++++ Excerpted text ++++

Julius Baer playing China waiting game
Asia management at Swiss private bank Julius Baer have said they’re playing a waiting game on China entry, even though they concede now is probably their best chance to address the market.
The Swiss private bank set up a representative office in Shanghai in 2011, as a first step to breaking into China. However, the firm has not made any definitive commitment on this since.
Earlier this year media, Hong Kong’s Sing Tao Daily reported that Julius Baer was seeking to apply for a banking licence to set up in the Shanghai free-trade zone (FTZ).
But Kaven Leung, deputy head for Asia Pacific and CEO for North Asia at Julius Baer, told AsianInvestor that it had not yet applied for a banking licence, saying it still needed to understand fully what it would be permitted to do before taking a decision.
While Leung admitted that applying for a licence to operate in Shanghai’s FTZ was one option it was looking at, he said it was not necessarily the one it would pick for China entry.
“China is a market that has all conditions in its favour. Private banks can’t afford not to get it right,” Leung said in explaining Julius Baer’s go-slow approach so far.
“Today is probably a better time to get it right in entering China than at any other time in the past 10 years. It is more ready in terms of the internationalisation of its capital markets, currency and banking. It is the right time for international firms to come and look at China.”

++++

» What you need to do
a. According to the article on Julius Baer and China, in what year did the bank set up its representative office in Shanghai?
b. Reproduce the text of the Julius Baer article between "The Swiss private" and "for China entry.", inclusive.
c. In the Julius Baer article, Leung names areas in which China is more ready in terms of internationalisation. List every one of them.

++++ Information given ++++

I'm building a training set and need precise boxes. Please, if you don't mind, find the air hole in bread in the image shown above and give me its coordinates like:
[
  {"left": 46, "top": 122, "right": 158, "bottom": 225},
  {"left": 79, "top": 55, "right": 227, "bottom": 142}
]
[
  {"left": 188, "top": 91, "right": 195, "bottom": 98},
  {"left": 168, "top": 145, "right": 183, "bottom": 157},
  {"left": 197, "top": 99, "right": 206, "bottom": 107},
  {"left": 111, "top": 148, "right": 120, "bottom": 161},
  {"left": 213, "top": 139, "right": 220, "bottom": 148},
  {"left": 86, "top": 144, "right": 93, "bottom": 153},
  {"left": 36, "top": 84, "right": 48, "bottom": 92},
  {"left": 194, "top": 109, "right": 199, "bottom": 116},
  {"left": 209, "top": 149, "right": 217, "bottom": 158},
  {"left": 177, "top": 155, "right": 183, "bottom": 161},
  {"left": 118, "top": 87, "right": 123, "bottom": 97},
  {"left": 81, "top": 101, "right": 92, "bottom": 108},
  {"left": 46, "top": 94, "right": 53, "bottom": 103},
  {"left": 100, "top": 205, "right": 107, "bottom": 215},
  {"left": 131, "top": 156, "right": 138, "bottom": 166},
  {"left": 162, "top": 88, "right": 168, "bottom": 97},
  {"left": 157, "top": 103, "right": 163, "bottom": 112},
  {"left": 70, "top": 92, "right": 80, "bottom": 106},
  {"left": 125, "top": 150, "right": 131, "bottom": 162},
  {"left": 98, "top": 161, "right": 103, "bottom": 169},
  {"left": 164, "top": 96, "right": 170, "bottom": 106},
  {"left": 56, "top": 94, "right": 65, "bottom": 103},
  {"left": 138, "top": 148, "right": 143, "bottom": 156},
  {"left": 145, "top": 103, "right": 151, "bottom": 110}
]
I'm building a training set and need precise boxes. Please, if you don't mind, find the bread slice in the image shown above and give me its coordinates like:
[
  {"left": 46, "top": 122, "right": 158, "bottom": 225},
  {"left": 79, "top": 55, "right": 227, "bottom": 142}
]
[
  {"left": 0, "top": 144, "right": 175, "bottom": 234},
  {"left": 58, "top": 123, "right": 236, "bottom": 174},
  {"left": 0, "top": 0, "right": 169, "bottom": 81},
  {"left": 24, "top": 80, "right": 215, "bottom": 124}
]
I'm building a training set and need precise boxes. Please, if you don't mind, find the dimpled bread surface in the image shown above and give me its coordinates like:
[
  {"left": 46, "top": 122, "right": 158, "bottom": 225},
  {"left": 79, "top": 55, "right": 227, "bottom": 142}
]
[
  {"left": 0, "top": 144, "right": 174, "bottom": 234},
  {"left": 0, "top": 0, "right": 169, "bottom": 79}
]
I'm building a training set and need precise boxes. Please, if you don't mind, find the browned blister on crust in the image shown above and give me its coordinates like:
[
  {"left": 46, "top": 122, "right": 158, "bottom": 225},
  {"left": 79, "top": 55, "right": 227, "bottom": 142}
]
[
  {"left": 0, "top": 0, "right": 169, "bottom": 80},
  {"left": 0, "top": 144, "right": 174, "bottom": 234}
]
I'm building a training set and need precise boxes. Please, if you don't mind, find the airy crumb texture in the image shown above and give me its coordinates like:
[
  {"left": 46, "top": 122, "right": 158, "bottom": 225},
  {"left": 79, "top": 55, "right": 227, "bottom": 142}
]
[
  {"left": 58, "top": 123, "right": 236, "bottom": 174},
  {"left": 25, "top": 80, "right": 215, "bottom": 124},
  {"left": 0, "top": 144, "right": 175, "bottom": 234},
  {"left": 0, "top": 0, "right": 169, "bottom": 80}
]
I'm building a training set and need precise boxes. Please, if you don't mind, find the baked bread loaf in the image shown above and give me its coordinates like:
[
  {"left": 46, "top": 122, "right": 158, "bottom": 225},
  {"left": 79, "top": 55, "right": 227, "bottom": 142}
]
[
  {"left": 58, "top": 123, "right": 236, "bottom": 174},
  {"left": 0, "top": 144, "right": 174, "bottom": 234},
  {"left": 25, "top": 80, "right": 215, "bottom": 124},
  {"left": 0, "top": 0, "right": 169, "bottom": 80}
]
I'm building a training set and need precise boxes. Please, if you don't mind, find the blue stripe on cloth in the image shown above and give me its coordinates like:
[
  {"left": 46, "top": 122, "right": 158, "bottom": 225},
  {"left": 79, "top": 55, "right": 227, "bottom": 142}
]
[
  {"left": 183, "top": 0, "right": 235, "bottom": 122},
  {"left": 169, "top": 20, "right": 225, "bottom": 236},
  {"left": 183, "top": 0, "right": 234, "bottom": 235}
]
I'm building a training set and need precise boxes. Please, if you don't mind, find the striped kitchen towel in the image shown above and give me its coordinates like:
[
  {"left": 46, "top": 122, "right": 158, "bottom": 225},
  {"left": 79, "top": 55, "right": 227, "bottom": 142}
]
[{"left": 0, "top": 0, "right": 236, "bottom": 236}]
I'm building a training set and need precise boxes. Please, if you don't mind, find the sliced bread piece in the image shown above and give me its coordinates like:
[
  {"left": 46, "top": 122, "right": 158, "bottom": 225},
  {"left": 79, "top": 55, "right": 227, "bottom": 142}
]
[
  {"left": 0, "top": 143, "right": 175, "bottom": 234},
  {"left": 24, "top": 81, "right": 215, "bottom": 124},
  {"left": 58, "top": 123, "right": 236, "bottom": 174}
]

++++

» Exercise answers
a. 2011

b.
The Swiss private bank set up a representative office in Shanghai in 2011, as a first step to breaking into China. However, the firm has not made any definitive commitment on this since.
Earlier this year media, Hong Kong’s Sing Tao Daily reported that Julius Baer was seeking to apply for a banking licence to set up in the Shanghai free-trade zone (FTZ).
But Kaven Leung, deputy head for Asia Pacific and CEO for North Asia at Julius Baer, told AsianInvestor that it had not yet applied for a banking licence, saying it still needed to understand fully what it would be permitted to do before taking a decision.
While Leung admitted that applying for a licence to operate in Shanghai’s FTZ was one option it was looking at, he said it was not necessarily the one it would pick for China entry.

c. capital markets, currency, banking